# Your objective:
Retype, exactly as they stand, the lines from the start of the data to the line that contains "445L48 442L17 450L13", both ends included. Leave the pictures out.

Collected data entries:
--
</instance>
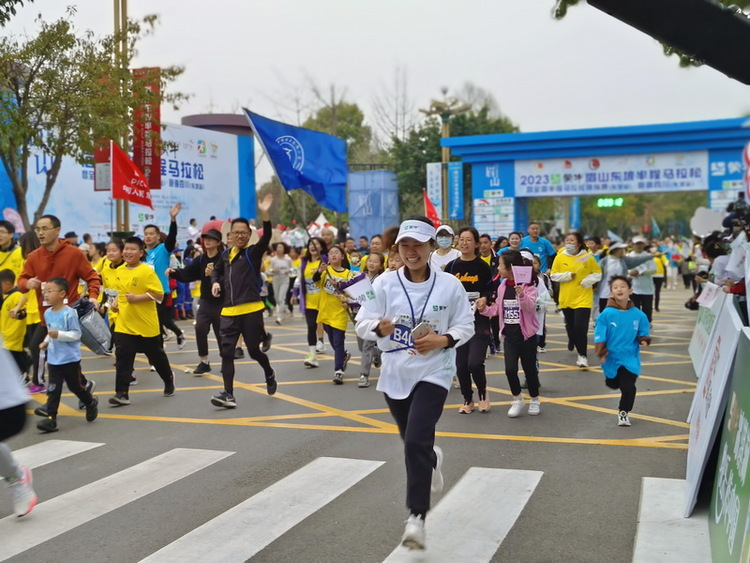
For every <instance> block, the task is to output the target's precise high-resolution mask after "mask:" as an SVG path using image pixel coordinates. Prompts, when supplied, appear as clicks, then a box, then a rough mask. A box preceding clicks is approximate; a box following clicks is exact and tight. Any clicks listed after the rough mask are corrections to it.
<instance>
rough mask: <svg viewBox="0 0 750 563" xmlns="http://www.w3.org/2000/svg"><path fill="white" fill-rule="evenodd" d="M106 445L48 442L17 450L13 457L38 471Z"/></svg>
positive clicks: (14, 452)
mask: <svg viewBox="0 0 750 563" xmlns="http://www.w3.org/2000/svg"><path fill="white" fill-rule="evenodd" d="M103 445H104V444H101V443H98V442H76V441H75V440H47V441H46V442H40V443H38V444H34V445H33V446H29V447H28V448H22V449H20V450H15V451H14V452H13V456H14V457H15V458H16V461H17V462H18V463H20V464H21V465H25V466H27V467H30V468H31V469H36V468H37V467H41V466H42V465H48V464H50V463H53V462H55V461H59V460H61V459H65V458H66V457H70V456H74V455H76V454H80V453H83V452H86V451H88V450H93V449H94V448H98V447H99V446H103Z"/></svg>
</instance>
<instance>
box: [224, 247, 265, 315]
mask: <svg viewBox="0 0 750 563" xmlns="http://www.w3.org/2000/svg"><path fill="white" fill-rule="evenodd" d="M245 248H247V247H245ZM245 248H243V249H242V250H243V252H244V250H245ZM239 253H240V249H239V248H237V247H236V246H233V247H232V248H230V249H229V263H230V264H231V263H232V262H233V261H234V259H235V258H237V255H238V254H239ZM249 283H255V280H251V281H250V282H249ZM265 308H266V304H265V303H263V301H253V302H251V303H243V304H242V305H233V306H231V307H222V309H221V314H222V315H224V316H225V317H239V316H240V315H247V314H248V313H255V312H257V311H262V310H263V309H265Z"/></svg>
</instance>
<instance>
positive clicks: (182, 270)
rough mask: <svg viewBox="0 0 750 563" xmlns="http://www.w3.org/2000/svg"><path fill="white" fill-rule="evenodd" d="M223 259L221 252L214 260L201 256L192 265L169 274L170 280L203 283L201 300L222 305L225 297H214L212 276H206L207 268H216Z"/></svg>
mask: <svg viewBox="0 0 750 563" xmlns="http://www.w3.org/2000/svg"><path fill="white" fill-rule="evenodd" d="M220 259H221V252H219V253H218V254H217V255H216V256H214V257H213V258H209V257H208V256H206V255H205V254H201V255H199V256H197V257H196V258H194V259H193V261H192V262H190V264H188V265H187V266H185V267H184V268H180V269H179V270H175V271H174V272H172V273H171V274H169V277H170V278H173V279H176V280H177V281H179V282H191V281H200V282H201V300H203V299H205V300H206V302H208V303H218V304H220V303H222V302H223V301H224V298H223V297H214V296H213V294H212V293H211V285H212V282H211V276H207V275H206V266H208V265H209V264H213V265H214V267H216V263H217V262H218V261H219V260H220Z"/></svg>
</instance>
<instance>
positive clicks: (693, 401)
mask: <svg viewBox="0 0 750 563" xmlns="http://www.w3.org/2000/svg"><path fill="white" fill-rule="evenodd" d="M741 331H742V319H740V316H739V314H738V313H737V308H736V307H735V305H734V301H733V300H732V299H726V300H725V301H724V306H723V308H722V310H721V312H720V314H719V319H718V322H717V323H716V330H715V331H714V334H713V335H712V337H711V341H710V342H709V346H708V349H707V350H706V361H705V362H704V363H703V366H702V370H703V371H702V373H701V374H700V379H699V381H698V386H697V387H696V389H695V398H694V400H693V407H692V416H691V419H690V440H689V443H688V455H687V467H686V471H685V479H686V486H685V504H684V510H683V516H684V517H685V518H687V517H689V516H690V514H691V513H692V512H693V508H694V507H695V501H696V499H697V497H698V489H699V488H700V482H701V478H702V477H703V470H704V469H705V467H706V461H707V460H708V455H709V453H710V452H711V447H712V445H713V442H714V439H715V438H716V433H717V432H718V430H719V427H720V425H721V419H722V416H723V414H724V408H725V407H726V397H727V389H728V388H729V381H730V377H731V375H732V367H733V364H734V355H735V352H736V351H737V343H738V342H739V339H740V332H741ZM737 375H738V376H742V375H745V374H737Z"/></svg>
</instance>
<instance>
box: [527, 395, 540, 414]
mask: <svg viewBox="0 0 750 563" xmlns="http://www.w3.org/2000/svg"><path fill="white" fill-rule="evenodd" d="M540 412H542V407H541V404H540V403H539V397H532V398H531V402H530V403H529V416H536V415H538V414H539V413H540Z"/></svg>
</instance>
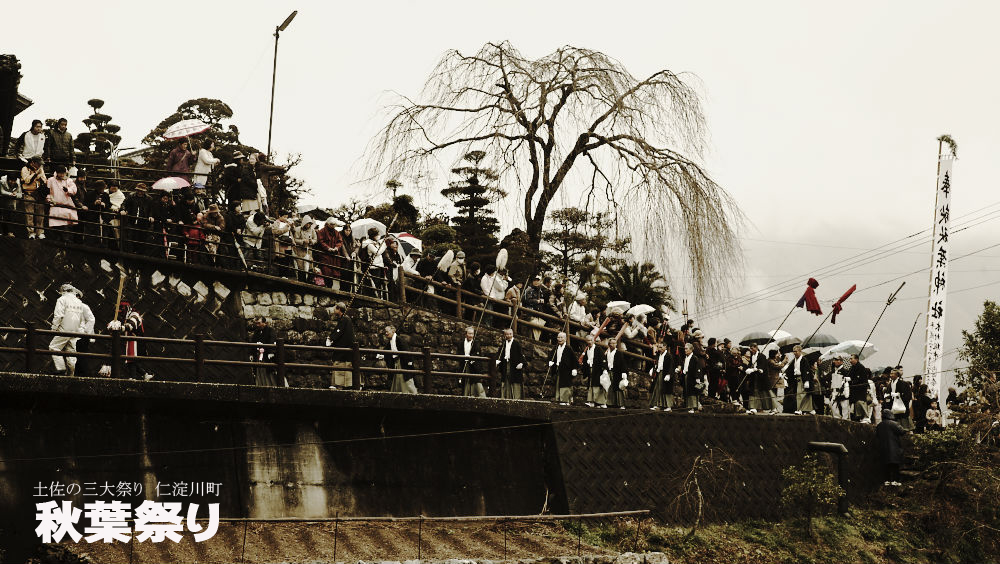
--
# Response for this exercise:
</instance>
For every <instance> block, the task is to output the target's precise high-resolution mask after "mask:" as an SVG path using image pixel coordinates. Prompts, when supplied, appear as clicks, then a box, then a rough mask. A box preceding clicks is approximate; a box following clicks is exact and tight. Any clicks listed after the rough mask are corrections to it.
<instance>
rough mask: <svg viewBox="0 0 750 563" xmlns="http://www.w3.org/2000/svg"><path fill="white" fill-rule="evenodd" d="M106 445L48 442L17 450L13 457L38 471Z"/></svg>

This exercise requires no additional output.